• _PASSAGE PROVIDED_:
+ + + + + + +
Kenai’s first volunteer fire chief, Jim Doyle. Now 81, Doyle contributed photos for the exhibit of those early days more than 60 years ago and recounted some stories for KDLL’s Shaylon Cochran.

 

“I don’t know if we rebuilt the old fire station or if tore down and built new. The blocks on the wall, I hauled those from Soldotna in my truck. That would have been 1961 or so.

I don’t know what year it was the city decided to put a paid chief in here. And Frank Wisecarver, he was at the army base Wildwood at that time, I went out and visited him and told him what the city wanted so when he got done out there, he became the paid chief here. And then he instigated getting the new fire station built (on Main Street). A lot of the volunteers to start with stayed there, but pretty soon, the volunteers didn’t like being told what to do by the paid fire department, so that gradually ended the volunteers. And beside that, the city needed round-the-clock people in the station all the time. That’s when the city had to go to a full time, paid department….about 1972 or 73.

When I first came here, Charlie Archer had a store here. That was in 1958. He had a siren on top of his grocery store and whenever a fire or something happened, he’d set that off. Then, Judy McMaster had the dispatch and radio and we had CBs in our house. Whenever there’d be a call come in, she’d put the word out on the radios and whoever got to the station first was the driver, whether that was the fire truck or the ambulance. We did have some medical training, but as far as the operation of the department, it was mostly self-trained and trained by the people who were already volunteers.

Trying to decide whether to tell you or not...One time we got an ambulance call. It was a little house out there, just this side of Morgan Steel and we got a call out there in the middle of the night. We knocked on the door and the lady of the house opened it and we asked her what’s the problem? Her husband is sitting at the table and she says ‘it’s his problem, go ask him.’ He couldn’t get up. We asked him why not.

“My wife nailed my ear to the table.”

It was kind of humorous. He wouldn’t come into the hospital, but the hammer was still on the table so we pulled the nail out and patched his ear.”
+ + + + + + +
• _DATA RECORDS_:
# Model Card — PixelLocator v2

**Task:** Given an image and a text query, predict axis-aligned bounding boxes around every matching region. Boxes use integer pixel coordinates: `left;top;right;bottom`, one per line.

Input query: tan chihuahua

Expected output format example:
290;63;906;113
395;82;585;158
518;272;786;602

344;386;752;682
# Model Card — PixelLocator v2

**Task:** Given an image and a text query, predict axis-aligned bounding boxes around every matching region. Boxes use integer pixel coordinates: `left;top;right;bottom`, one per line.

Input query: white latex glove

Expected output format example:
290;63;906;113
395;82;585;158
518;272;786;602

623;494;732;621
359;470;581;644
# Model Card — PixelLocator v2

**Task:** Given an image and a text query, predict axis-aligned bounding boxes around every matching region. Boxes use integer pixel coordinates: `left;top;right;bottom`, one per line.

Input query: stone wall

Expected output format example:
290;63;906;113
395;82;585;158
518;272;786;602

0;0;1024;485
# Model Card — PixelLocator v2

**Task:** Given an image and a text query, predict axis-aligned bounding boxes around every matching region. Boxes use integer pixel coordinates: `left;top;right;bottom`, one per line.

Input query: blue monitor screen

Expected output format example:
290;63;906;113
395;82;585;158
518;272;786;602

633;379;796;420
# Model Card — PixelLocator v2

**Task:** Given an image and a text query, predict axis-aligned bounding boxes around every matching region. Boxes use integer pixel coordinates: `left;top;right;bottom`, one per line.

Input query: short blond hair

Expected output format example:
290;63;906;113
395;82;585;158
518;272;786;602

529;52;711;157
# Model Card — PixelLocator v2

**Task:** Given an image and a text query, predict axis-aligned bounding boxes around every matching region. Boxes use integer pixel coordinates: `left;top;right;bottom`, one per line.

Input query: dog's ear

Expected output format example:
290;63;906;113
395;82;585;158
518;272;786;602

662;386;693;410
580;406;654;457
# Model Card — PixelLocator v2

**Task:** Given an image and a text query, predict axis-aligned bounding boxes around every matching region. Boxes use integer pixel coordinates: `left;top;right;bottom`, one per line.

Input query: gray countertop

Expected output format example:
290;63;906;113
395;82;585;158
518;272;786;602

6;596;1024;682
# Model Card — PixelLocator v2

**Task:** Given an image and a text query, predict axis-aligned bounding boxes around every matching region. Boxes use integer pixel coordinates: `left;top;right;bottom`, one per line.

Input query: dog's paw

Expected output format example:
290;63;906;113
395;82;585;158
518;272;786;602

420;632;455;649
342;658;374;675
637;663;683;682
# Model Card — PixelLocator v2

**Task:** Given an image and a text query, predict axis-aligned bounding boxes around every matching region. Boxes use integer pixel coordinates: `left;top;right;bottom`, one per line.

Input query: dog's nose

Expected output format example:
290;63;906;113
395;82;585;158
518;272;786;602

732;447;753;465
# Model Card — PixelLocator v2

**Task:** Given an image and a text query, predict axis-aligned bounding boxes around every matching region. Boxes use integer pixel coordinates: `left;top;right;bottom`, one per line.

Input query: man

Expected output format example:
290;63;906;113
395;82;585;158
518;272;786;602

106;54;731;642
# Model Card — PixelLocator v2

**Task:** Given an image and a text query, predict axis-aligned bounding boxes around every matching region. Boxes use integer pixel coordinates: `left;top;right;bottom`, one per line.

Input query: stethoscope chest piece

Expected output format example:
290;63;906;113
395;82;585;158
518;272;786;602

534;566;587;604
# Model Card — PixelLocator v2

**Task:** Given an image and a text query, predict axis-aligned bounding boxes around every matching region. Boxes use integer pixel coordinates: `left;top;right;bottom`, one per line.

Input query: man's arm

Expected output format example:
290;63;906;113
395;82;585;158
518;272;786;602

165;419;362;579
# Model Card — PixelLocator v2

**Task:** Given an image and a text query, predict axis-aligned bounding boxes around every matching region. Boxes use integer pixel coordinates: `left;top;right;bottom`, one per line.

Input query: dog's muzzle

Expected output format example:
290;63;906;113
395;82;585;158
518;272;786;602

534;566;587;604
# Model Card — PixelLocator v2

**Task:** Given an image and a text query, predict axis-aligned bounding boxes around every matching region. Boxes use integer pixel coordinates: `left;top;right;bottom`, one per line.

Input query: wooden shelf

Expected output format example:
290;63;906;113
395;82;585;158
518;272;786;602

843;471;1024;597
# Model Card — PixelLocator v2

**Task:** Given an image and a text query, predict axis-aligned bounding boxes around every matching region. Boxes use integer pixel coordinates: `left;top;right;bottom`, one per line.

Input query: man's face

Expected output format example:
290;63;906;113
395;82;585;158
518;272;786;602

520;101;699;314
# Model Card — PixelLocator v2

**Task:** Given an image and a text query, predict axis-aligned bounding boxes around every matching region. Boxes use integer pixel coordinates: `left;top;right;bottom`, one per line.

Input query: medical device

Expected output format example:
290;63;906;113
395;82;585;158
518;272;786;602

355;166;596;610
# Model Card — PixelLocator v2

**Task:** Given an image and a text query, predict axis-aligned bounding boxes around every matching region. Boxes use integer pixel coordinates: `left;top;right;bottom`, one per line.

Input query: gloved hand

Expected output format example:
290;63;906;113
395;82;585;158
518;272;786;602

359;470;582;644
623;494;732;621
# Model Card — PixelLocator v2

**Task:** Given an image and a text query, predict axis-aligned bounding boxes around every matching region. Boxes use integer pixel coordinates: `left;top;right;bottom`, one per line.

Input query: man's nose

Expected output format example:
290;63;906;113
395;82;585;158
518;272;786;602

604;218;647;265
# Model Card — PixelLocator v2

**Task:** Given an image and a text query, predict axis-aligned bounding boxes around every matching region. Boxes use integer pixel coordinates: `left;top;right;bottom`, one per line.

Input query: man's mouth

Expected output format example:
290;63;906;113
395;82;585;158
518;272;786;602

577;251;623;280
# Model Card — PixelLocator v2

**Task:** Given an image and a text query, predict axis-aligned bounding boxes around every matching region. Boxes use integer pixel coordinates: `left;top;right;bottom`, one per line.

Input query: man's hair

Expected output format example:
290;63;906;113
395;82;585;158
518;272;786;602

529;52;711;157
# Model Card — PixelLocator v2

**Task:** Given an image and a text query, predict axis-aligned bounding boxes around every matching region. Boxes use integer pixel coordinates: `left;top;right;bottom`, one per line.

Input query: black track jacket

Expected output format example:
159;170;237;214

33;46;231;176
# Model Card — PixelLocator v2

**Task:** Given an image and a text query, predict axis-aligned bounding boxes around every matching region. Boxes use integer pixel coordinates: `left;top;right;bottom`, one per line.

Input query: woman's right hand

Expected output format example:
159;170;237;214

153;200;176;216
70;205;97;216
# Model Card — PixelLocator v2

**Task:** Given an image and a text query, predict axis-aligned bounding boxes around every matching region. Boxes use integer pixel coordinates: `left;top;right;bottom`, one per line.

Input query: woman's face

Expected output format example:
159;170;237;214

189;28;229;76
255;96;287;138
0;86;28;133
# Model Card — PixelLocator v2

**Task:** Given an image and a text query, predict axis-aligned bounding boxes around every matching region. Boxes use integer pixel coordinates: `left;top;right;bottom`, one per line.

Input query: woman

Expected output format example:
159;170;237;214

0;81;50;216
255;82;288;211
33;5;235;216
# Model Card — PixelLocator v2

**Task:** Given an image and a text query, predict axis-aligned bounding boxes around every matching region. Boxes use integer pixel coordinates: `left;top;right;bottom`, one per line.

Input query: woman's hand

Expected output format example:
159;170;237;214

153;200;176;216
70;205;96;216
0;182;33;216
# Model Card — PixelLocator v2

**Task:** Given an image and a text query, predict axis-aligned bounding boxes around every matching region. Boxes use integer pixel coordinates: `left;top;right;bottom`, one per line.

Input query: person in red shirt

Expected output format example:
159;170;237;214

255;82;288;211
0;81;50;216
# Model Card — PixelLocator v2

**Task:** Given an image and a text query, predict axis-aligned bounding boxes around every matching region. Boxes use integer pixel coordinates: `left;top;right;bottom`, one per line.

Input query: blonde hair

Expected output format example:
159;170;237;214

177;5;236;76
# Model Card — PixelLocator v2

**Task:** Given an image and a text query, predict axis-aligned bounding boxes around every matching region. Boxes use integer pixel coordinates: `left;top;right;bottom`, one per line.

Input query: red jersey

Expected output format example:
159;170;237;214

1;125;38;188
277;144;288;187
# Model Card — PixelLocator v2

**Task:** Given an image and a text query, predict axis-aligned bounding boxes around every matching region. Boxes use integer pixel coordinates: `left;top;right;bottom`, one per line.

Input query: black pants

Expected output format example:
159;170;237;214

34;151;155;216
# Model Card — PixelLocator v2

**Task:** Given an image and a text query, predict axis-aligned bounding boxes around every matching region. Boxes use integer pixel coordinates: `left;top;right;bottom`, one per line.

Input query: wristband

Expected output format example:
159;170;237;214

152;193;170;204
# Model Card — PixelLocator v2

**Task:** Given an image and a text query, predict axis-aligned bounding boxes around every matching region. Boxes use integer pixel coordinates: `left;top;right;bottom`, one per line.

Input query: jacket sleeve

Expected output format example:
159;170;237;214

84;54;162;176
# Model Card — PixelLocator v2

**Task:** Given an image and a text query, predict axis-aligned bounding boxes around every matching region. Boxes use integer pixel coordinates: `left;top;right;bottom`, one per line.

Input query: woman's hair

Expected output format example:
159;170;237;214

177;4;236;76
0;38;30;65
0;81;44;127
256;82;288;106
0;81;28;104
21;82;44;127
+ + + + + + +
• _TASK STATEMENT_: Edit the Kenai fire department recollections by rewriting everything from "Kenai’s first volunteer" down to "KDLL’s Shaylon Cochran." with "photos" swapped for "pictures". Work only from the Kenai fire department recollections.

• _RESULT FOR THIS EXERCISE_:
Kenai’s first volunteer fire chief, Jim Doyle. Now 81, Doyle contributed pictures for the exhibit of those early days more than 60 years ago and recounted some stories for KDLL’s Shaylon Cochran.